HERA-Qwen is not the top entry in every metric cell. For example, AceSearcher has a higher HotpotQA F1 in the main comparison table, and ExSearch has stronger Bamboogle F1. But HERA is consistently strong across datasets and metrics, particularly on MusiQue, AmbigQA, and HoVer, where multi-step reasoning, ambiguity handling, and fact verification stress the coordination layer.
A concise reading of the main result is therefore: HERA’s advantage is not that it wins every isolated metric; it is that it performs broadly well across heterogeneous multi-hop and ambiguity-heavy tasks while preserving efficiency.
| Evidence block | Likely purpose | What it supports | What it does not prove |
|---|---|---|---|
| Main benchmark table | Comparison with prior work | HERA is broadly competitive or superior across multiple knowledge-intensive QA and verification datasets. | It does not prove universal superiority across all RAG tasks or enterprise domains. |
| Ablation studies | Component contribution | Experience library and prompt evolution both matter, with prompt evolution often causing larger drops when removed. | It does not isolate every possible interaction with retriever quality or corpus design. |
| Token-efficiency analysis | Efficiency and scaling interpretation | Gains do not appear to come simply from brute-force token expansion. | It does not provide full production cost, latency, or infrastructure benchmarks. |
| Topology evolution metrics | Mechanism analysis | Agent networks move from exploratory, diffuse structures toward compact, high-utility coordination. | It does not prove that the same topology dynamics will emerge in regulated enterprise workflows. |
| Case studies | Error diagnosis and interpretability | Success and failure examples clarify when topology helps and when missing reasoning modules still matter. | Case studies are illustrative, not statistical proof. |
This is the kind of evidence package we should want from an agentic RAG paper. The main table tells us whether the system works. The ablations tell us which parts matter. The token analysis tells us whether the method is merely spending more. The topology metrics tell us whether the internal coordination pattern changes in the intended direction. The case studies tell us how the system fails when it fails.

Things to do →
1) According to the HERA results text, which system has a stronger Bamboogle F1 than HERA?
2) Return the part of the HERA results text from "HERA-Qwen is not" up to and including "while preserving efficiency.", word for word.

The data →
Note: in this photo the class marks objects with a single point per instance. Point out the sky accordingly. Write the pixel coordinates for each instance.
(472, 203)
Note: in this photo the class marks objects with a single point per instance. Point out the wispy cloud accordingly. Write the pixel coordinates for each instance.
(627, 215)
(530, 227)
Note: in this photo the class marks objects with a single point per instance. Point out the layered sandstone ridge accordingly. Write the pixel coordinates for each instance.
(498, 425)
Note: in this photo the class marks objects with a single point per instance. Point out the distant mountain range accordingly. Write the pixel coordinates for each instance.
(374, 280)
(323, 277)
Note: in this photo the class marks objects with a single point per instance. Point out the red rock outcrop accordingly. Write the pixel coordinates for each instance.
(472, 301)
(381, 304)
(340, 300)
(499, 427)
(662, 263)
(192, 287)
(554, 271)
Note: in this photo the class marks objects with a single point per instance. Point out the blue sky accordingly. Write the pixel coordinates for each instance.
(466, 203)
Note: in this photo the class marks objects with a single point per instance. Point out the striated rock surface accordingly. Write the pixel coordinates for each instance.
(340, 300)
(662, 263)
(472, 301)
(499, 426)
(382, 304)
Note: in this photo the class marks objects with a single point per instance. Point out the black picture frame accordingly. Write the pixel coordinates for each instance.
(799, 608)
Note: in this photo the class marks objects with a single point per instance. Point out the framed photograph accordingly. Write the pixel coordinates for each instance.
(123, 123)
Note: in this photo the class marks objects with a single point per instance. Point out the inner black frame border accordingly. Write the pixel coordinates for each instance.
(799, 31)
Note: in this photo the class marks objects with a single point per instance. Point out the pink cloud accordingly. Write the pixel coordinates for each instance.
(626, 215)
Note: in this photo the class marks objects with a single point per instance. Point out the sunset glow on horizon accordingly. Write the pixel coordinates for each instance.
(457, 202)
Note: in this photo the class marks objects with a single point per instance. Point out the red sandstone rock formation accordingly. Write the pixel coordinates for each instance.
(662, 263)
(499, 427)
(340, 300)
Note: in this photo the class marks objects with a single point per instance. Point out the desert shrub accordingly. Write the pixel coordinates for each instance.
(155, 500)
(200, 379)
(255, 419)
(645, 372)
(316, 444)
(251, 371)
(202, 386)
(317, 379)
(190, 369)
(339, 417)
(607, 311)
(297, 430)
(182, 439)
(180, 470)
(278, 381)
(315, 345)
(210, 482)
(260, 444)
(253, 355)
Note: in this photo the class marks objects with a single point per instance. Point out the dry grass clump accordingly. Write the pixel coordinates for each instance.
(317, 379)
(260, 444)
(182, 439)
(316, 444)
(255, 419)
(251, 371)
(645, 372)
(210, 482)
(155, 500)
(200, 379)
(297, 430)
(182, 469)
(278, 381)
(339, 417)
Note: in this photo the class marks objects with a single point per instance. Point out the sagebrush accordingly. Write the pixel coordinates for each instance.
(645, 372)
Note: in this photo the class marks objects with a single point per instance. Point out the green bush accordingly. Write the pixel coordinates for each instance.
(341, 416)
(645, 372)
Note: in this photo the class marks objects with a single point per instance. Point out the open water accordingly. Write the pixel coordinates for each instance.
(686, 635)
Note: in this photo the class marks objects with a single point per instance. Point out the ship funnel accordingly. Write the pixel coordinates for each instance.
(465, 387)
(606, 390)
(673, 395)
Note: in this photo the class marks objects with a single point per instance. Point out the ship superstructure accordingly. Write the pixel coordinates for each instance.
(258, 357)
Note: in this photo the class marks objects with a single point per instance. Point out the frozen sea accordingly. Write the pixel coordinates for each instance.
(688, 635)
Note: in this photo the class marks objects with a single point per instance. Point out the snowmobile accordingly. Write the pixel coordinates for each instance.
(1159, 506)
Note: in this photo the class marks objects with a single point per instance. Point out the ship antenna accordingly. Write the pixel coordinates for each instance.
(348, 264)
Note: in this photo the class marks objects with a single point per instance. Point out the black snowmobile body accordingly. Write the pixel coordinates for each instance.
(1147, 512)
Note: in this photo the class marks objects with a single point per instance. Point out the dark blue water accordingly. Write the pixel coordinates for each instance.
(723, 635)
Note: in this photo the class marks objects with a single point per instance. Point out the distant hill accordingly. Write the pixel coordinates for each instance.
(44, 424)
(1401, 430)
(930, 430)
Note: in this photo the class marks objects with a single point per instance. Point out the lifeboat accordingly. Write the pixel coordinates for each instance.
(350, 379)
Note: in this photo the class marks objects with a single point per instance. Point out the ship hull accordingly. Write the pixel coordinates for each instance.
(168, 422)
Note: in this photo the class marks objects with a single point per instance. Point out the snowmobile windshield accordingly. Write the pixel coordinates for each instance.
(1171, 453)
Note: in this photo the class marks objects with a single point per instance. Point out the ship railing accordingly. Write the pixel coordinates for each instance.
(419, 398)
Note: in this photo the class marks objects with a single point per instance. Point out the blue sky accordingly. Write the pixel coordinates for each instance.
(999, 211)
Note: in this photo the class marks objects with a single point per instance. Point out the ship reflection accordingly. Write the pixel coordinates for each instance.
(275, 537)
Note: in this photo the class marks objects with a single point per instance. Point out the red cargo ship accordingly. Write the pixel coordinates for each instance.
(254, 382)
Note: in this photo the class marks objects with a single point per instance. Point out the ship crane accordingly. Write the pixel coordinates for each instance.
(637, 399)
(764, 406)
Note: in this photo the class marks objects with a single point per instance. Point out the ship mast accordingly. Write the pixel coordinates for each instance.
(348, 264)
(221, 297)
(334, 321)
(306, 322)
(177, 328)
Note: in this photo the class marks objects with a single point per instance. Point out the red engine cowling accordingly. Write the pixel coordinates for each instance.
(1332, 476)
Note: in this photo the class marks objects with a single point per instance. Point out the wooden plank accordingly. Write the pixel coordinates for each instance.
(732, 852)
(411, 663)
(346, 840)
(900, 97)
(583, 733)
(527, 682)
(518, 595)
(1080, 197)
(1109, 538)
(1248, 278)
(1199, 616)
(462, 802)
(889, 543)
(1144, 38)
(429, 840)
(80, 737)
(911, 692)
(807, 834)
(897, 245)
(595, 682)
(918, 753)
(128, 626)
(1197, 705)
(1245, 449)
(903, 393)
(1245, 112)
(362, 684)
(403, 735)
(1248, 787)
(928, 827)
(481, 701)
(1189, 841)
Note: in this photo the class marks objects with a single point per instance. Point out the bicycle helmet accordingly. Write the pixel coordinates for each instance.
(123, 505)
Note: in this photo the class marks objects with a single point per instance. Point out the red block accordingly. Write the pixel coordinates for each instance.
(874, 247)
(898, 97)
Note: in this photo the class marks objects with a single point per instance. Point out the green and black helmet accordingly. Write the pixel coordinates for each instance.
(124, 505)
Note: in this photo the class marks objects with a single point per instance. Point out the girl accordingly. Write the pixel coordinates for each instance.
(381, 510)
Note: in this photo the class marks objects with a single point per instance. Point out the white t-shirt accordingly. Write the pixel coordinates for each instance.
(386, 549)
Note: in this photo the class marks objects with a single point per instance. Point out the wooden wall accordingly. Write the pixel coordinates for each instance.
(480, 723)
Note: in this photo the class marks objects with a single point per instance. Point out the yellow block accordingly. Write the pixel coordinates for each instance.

Task results →
1) ExSearch

2)
HERA-Qwen is not the top entry in every metric cell. For example, AceSearcher has a higher HotpotQA F1 in the main comparison table, and ExSearch has stronger Bamboogle F1. But HERA is consistently strong across datasets and metrics, particularly on MusiQue, AmbigQA, and HoVer, where multi-step reasoning, ambiguity handling, and fact verification stress the coordination layer.
A concise reading of the main result is therefore: HERA’s advantage is not that it wins every isolated metric; it is that it performs broadly well across heterogeneous multi-hop and ambiguity-heavy tasks while preserving efficiency.